Requirements:
The required output is the exact sequence of lines from the line holding "Greenhouse-scouting request: tag the orange basketball" to the end of the records, inclusive.
[Start Records to process]
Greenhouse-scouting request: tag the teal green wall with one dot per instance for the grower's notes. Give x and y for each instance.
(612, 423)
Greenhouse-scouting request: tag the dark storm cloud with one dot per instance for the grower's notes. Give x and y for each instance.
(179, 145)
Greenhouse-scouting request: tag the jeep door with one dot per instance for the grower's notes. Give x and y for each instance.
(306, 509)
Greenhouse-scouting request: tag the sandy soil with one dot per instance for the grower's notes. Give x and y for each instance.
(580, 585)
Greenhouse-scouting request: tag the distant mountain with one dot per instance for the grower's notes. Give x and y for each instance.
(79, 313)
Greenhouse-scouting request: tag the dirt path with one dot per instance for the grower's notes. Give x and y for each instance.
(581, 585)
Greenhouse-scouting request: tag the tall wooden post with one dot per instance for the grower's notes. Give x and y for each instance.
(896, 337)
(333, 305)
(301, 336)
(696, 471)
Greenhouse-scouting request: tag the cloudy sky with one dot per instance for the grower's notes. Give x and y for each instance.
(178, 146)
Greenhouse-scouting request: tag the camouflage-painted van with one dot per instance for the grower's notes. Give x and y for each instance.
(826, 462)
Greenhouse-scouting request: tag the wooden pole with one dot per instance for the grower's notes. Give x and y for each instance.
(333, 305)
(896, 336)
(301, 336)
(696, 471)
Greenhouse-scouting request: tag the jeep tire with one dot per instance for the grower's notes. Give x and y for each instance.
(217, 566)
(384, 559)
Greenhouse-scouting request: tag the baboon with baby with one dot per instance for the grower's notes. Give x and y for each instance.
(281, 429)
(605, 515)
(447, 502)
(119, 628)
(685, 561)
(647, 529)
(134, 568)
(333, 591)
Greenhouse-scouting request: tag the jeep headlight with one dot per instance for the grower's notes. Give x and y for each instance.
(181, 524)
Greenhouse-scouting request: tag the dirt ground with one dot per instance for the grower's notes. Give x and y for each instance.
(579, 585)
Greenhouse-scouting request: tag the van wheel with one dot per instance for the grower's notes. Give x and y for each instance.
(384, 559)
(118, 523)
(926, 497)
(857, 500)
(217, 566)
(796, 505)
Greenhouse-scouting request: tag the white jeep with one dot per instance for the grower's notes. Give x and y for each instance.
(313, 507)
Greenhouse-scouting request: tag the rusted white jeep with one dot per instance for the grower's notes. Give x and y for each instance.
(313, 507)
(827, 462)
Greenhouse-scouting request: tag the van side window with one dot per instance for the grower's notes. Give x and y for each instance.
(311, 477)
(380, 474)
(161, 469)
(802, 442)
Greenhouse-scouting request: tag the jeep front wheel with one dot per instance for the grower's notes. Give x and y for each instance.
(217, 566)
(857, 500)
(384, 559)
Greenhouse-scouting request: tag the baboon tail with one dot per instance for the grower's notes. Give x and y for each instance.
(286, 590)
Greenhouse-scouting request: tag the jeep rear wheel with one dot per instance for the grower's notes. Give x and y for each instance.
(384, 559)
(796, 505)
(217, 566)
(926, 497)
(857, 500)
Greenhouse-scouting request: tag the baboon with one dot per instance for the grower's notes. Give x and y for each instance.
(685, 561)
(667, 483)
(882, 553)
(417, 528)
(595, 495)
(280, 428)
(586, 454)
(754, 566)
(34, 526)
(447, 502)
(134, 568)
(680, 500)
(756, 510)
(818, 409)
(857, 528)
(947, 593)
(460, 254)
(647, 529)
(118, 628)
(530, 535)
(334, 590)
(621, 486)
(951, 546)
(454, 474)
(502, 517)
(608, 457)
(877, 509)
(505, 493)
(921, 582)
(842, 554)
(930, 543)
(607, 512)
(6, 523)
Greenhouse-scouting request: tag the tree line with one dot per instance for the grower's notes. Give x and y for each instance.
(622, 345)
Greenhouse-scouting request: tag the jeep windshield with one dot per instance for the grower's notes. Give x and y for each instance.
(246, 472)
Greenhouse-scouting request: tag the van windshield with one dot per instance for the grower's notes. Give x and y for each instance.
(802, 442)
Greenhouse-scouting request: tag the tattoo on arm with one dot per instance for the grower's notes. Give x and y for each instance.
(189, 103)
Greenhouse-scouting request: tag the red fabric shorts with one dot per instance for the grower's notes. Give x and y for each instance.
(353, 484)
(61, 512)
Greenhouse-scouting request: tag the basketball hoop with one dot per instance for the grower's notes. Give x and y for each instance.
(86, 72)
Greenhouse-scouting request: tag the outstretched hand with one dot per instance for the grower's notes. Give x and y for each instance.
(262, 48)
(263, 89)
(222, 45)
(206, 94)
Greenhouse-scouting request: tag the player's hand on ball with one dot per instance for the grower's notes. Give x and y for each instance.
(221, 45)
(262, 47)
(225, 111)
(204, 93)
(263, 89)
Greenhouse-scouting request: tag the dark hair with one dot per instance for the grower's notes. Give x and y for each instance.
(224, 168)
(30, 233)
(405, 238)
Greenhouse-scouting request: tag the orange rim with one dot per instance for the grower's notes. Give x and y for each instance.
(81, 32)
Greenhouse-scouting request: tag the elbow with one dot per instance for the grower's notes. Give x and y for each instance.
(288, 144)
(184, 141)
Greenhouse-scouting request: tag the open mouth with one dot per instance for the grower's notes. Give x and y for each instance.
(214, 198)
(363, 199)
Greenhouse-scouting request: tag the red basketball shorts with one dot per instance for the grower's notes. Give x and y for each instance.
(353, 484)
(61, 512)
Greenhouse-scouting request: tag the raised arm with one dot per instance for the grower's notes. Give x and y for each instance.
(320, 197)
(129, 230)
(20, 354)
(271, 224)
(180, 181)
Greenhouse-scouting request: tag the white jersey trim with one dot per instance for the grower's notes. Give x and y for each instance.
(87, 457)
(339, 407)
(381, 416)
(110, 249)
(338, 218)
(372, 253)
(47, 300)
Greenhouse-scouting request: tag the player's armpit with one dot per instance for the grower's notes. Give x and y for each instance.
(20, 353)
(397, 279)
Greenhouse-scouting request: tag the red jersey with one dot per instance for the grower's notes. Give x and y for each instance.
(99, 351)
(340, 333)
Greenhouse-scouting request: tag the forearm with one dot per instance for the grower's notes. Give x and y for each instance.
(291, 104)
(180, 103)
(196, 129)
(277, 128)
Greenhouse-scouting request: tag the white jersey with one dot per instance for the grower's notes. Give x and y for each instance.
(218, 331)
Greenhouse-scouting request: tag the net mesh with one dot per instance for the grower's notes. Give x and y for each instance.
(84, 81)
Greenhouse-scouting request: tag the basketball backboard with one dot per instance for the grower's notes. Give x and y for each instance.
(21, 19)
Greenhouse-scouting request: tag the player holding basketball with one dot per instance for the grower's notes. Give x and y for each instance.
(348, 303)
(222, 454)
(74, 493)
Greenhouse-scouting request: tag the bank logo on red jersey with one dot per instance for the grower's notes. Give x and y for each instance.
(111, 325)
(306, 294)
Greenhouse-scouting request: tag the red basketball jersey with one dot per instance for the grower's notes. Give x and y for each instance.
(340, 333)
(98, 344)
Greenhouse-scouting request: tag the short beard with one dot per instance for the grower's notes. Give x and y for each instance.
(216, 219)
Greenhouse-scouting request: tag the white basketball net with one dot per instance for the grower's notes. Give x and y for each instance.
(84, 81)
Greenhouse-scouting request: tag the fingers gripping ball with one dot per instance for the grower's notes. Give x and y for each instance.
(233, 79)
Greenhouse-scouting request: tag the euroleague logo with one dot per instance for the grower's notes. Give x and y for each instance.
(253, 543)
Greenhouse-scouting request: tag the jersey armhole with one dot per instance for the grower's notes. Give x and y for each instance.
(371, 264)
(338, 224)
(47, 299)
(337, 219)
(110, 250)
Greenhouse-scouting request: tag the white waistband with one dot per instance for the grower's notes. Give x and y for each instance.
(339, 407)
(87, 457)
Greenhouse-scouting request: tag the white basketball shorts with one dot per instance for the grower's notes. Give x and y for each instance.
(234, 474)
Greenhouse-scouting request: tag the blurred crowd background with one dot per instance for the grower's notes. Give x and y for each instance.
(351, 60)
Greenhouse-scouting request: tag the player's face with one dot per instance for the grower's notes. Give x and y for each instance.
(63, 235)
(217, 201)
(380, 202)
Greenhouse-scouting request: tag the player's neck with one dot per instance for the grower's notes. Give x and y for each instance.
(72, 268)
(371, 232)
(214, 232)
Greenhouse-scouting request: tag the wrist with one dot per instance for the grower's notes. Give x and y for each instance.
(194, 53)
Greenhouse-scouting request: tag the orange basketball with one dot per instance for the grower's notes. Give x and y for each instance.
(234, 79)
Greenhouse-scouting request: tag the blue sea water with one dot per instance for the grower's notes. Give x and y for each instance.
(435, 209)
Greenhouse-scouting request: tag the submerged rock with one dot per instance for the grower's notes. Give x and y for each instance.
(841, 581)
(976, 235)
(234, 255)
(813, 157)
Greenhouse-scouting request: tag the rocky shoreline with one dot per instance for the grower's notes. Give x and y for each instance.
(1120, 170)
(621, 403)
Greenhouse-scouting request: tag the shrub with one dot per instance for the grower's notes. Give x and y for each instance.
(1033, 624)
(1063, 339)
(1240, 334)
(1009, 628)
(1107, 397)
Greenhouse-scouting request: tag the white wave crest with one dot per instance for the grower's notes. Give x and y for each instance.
[End Records to process]
Answer for the task:
Greenhouse-scouting request: tag the orange basketball with one dot per instance for the grower's notes. Give x and y for each instance.
(234, 79)
Greenhouse-scouting request: tag the blue sea water with one dot per instance for the grower's notes. Give x and y for each instance.
(435, 209)
Greenhouse-scouting request: tag the submerged rock with one dot per instance for the grower's notes. Give x and y for each instance.
(841, 581)
(976, 235)
(234, 255)
(813, 157)
Greenhouse-scouting request: tag the rocky shoreline with one dot per instance for the grower's notes. Give x and y for each instance.
(1120, 170)
(621, 403)
Greenhouse-scouting request: tag the shrub with one dot per instance for the grower's notes. Give x and y for each instance.
(1033, 624)
(1063, 339)
(1240, 334)
(1009, 628)
(1107, 397)
Greenhouse-scouting request: tag the white wave crest with one dot per instance for the grower's notes. Give x and y for each instance.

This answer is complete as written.